# SET EXERCISE 1
Please rewrite the records, everything from their first line down to and including the line containing "pixel 69 32", and change "Target" to "Label" while keeping all else as it is. Leave the pictures out of your answer.

━━━━━ SELECTED EXTRACT ━━━━━

Fitch Upgrades Synovus Financial Corp.'s Long-Term IDR to 'BB+'; Outlook Remains Positive

NEW YORK--()--Fitch Ratings has upgraded the long-term Issuer Default Rating (IDR) and Viability Rating (VR) of Synovus Financial Corp (SNV) and its primary bank subsidiary, Synovus Bank to 'BB+' from 'BB'. The Rating Outlook remains Positive. A complete list of ratings is provided at the end of this release.

KEY RATING DRIVERS - IDRS, VRs AND SENIOR DEBT

Today's upgrade reflects Fitch's view that SNV's financial condition continues to improve and converge with higher rated banks. The Outlook Positive reflects Fitch's expectation that management will continue to execute on its strategies to improve SNV's financial condition. Fitch expects earnings to marginally improve along with asset quality while the bank maintains a reasonable risk appetite and a solid risk management framework. SNV's ratings remain relatively low as compared to its peer group despite the upgrade. However, Fitch believes that SNVs have further upside over time as reflected in the Outlook Positive.

Fitch views SNV's weak asset quality and core earnings performance as key constraints to SNV's rating in the near term. However, both have significantly improved since Fitch's last rating action and are expected to remain on a positive trajectory going forward while the company maintains reasonable capital levels.

━━━━━ INFORMATION SUPPLIED ━━━━━

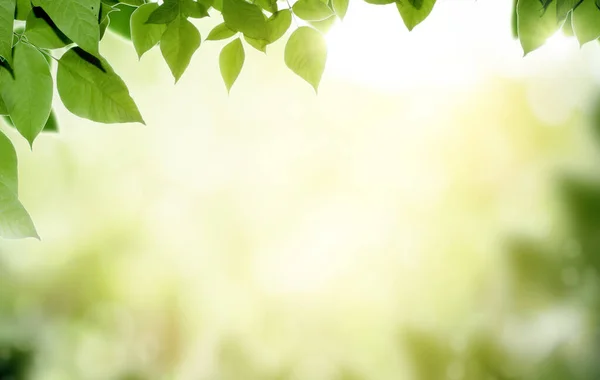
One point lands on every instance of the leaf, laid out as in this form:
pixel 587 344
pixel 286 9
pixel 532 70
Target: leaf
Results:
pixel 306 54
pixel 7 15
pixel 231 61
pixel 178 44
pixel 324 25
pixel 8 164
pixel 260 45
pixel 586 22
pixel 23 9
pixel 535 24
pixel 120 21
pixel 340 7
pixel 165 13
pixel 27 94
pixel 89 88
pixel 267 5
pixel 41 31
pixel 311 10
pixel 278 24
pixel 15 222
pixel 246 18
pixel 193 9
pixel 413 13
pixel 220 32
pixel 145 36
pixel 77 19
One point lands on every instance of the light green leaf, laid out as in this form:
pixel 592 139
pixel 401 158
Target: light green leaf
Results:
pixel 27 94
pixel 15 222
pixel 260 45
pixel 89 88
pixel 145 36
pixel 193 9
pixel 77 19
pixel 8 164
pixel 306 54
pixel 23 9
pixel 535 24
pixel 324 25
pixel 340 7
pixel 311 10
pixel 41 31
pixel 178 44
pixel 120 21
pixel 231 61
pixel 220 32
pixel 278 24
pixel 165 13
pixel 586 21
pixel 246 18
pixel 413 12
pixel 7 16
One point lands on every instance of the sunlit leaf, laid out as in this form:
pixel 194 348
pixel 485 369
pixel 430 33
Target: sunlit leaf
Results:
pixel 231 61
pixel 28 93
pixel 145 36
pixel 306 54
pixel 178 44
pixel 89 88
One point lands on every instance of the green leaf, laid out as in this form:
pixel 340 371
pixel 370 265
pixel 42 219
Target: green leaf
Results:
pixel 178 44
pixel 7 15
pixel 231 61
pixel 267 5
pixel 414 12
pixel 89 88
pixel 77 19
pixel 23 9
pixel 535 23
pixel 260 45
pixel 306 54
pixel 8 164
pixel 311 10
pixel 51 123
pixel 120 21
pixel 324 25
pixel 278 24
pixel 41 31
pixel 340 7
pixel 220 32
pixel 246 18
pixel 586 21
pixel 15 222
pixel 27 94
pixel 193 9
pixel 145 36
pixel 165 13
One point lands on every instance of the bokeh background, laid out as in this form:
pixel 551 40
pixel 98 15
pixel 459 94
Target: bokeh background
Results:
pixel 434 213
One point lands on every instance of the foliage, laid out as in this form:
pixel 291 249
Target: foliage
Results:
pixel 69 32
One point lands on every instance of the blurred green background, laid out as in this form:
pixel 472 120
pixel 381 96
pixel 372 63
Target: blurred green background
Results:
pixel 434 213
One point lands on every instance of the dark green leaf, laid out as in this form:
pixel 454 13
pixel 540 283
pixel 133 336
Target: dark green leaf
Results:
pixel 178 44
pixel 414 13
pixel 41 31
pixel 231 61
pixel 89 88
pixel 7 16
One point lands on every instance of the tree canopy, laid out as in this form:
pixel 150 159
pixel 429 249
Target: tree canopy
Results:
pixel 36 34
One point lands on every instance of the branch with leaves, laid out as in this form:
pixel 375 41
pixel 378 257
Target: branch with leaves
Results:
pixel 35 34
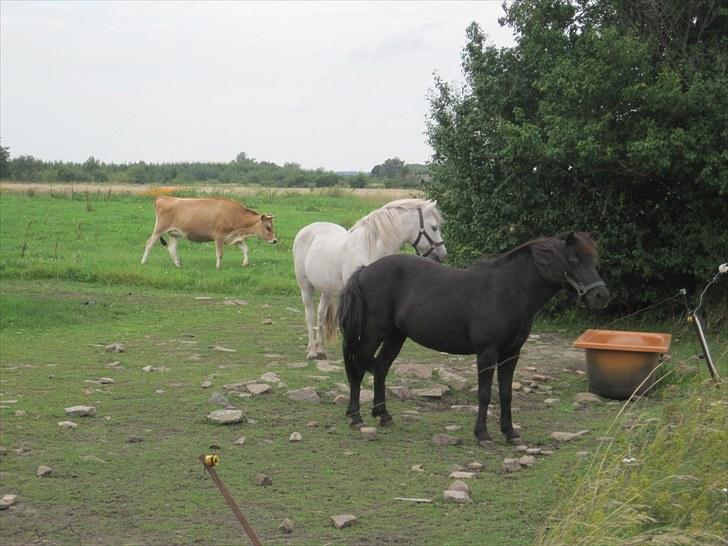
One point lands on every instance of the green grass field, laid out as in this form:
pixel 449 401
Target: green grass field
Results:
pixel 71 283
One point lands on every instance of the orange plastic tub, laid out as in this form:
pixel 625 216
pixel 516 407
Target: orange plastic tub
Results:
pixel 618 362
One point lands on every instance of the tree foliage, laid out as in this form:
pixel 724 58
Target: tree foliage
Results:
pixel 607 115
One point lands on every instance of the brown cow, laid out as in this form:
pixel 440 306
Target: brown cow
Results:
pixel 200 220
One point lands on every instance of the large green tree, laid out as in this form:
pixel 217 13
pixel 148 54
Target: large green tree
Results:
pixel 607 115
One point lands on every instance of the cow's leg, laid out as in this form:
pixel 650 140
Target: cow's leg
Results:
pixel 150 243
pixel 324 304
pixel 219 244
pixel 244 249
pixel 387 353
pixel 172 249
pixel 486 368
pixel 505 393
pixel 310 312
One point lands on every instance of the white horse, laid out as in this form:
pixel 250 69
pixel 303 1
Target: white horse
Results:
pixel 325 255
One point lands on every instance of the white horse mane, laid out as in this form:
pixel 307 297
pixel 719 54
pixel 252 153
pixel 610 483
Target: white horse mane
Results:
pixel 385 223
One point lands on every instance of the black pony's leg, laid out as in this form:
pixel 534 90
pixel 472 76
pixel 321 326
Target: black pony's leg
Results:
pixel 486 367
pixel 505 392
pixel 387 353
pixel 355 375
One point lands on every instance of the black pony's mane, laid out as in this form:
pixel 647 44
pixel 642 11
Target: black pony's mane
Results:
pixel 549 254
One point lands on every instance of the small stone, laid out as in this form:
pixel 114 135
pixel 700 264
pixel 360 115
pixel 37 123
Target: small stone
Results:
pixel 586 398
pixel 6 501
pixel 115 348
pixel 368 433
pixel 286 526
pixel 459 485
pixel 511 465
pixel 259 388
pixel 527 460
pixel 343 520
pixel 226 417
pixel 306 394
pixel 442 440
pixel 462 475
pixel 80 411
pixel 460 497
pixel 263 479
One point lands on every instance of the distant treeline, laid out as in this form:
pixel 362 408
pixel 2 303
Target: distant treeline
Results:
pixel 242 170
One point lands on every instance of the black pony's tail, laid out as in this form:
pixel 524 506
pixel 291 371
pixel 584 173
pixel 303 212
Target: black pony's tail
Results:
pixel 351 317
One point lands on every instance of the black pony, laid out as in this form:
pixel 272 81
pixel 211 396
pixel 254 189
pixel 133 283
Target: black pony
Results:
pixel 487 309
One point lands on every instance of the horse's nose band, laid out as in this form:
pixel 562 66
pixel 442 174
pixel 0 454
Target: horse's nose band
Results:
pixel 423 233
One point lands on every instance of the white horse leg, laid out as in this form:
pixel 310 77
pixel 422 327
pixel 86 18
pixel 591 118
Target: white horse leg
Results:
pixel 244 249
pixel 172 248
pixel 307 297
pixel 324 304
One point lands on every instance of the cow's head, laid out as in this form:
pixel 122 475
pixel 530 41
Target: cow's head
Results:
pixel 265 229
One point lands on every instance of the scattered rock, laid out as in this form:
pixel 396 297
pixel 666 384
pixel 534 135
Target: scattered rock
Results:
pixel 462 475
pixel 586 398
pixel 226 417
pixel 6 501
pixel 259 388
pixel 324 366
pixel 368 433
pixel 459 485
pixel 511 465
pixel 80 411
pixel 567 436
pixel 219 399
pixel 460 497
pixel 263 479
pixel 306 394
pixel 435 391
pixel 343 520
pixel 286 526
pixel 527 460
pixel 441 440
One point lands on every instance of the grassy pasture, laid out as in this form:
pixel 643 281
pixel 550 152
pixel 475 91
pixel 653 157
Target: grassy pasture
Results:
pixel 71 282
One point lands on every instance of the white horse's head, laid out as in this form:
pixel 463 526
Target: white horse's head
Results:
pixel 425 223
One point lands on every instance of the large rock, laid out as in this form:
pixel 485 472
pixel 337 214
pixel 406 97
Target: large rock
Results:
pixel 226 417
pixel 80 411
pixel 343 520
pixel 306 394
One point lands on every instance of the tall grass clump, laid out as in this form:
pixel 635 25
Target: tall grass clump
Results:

━━━━━

# SET EXERCISE 2
Translate this sentence from the Fitch rating release into Spanish: "Fitch views SNV's weak asset quality and core earnings performance as key constraints to SNV's rating in the near term."

# COMPLETE ANSWER 1
One point lands on every instance of the leaf, laid out as in this form:
pixel 587 344
pixel 286 9
pixel 532 70
Label: leaf
Results:
pixel 306 54
pixel 7 15
pixel 231 61
pixel 178 44
pixel 324 25
pixel 8 164
pixel 260 45
pixel 586 22
pixel 23 9
pixel 535 24
pixel 120 21
pixel 340 7
pixel 165 13
pixel 27 94
pixel 89 88
pixel 267 5
pixel 41 31
pixel 311 10
pixel 278 24
pixel 15 222
pixel 246 18
pixel 193 9
pixel 413 13
pixel 220 32
pixel 145 36
pixel 77 19
One point lands on every instance of the light green leaf, laid out as in this form:
pixel 592 139
pixel 401 158
Label: light green leaf
Results:
pixel 27 94
pixel 15 222
pixel 260 45
pixel 89 88
pixel 145 36
pixel 193 9
pixel 77 19
pixel 8 164
pixel 306 54
pixel 23 9
pixel 535 24
pixel 324 25
pixel 340 7
pixel 311 10
pixel 41 31
pixel 178 44
pixel 120 21
pixel 231 61
pixel 220 32
pixel 278 24
pixel 165 13
pixel 586 21
pixel 246 18
pixel 413 12
pixel 7 16
One point lands on every instance of the sunlit leaf, laid out as in this form:
pixel 194 348
pixel 485 369
pixel 430 33
Label: sunlit leaf
Results:
pixel 231 61
pixel 28 93
pixel 145 36
pixel 306 54
pixel 178 44
pixel 89 88
One point lands on every instance of the green leaf, laid out as in this form:
pixel 340 371
pixel 370 265
pixel 42 219
Label: green leaf
Results:
pixel 178 44
pixel 7 15
pixel 231 61
pixel 267 5
pixel 414 12
pixel 89 88
pixel 77 19
pixel 23 9
pixel 535 23
pixel 260 45
pixel 306 54
pixel 8 164
pixel 311 10
pixel 51 123
pixel 120 21
pixel 324 25
pixel 278 24
pixel 41 31
pixel 340 7
pixel 220 32
pixel 246 18
pixel 586 21
pixel 15 222
pixel 27 94
pixel 193 9
pixel 145 36
pixel 165 13
One point lands on every instance of the bokeh background, laid out as in this form:
pixel 551 40
pixel 98 15
pixel 459 94
Label: bokeh background
Results:
pixel 434 213
One point lands on every instance of the foliage, laid out as in this form:
pixel 291 249
Label: foliage
Results:
pixel 69 32

# COMPLETE ANSWER 2
Fitch considera la débil calidad de los activos y el desempeño de las ganancias básicas de SNV como limitaciones clave para la calificación de SNV en el corto plazo.